**WORK INSTRUCTION:** Output the opening lines of the records exactly. End with the line that contains "Target = blue car".

Saved data entries

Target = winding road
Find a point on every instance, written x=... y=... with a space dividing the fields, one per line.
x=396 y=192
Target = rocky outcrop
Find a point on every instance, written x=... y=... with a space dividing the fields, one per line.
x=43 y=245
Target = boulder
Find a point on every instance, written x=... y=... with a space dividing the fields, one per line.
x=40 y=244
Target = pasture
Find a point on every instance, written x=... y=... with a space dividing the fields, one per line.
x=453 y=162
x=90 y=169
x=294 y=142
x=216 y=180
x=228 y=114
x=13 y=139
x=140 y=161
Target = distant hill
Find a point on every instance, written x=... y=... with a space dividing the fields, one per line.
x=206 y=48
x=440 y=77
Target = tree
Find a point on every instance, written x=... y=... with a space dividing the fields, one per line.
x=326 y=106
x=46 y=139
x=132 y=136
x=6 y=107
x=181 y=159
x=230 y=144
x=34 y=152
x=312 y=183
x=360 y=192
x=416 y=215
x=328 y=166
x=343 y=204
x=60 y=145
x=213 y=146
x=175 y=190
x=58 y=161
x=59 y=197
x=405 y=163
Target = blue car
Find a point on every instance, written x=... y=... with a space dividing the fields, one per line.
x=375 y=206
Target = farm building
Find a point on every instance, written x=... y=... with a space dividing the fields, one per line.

**SOLUTION FOR THIS PROBLEM:**
Target = winding road
Find a point on every instance, written x=... y=... with a space dividing the fields, one per line.
x=396 y=192
Target = rocky outcrop
Find a point on every instance, written x=... y=... with a space dividing the fields, one per line.
x=43 y=245
Target = boulder
Find a point on every instance, written x=... y=... with a space dividing the fields, one per line.
x=40 y=244
Target = pasture
Find a point on every instance, written x=... y=... with a space dividing the fields, one per line.
x=453 y=162
x=90 y=169
x=294 y=142
x=216 y=180
x=228 y=114
x=13 y=139
x=140 y=161
Target = distant hill
Find a point on every instance, written x=... y=... with a space dividing the fields, one per line.
x=206 y=48
x=440 y=77
Target = tree
Find a point on every instance, written x=... y=... with a space dividing the fields, one per line.
x=326 y=106
x=46 y=139
x=132 y=136
x=6 y=107
x=181 y=159
x=230 y=144
x=34 y=152
x=312 y=183
x=360 y=192
x=416 y=215
x=328 y=166
x=343 y=204
x=60 y=145
x=213 y=146
x=175 y=190
x=58 y=161
x=59 y=197
x=405 y=163
Target = blue car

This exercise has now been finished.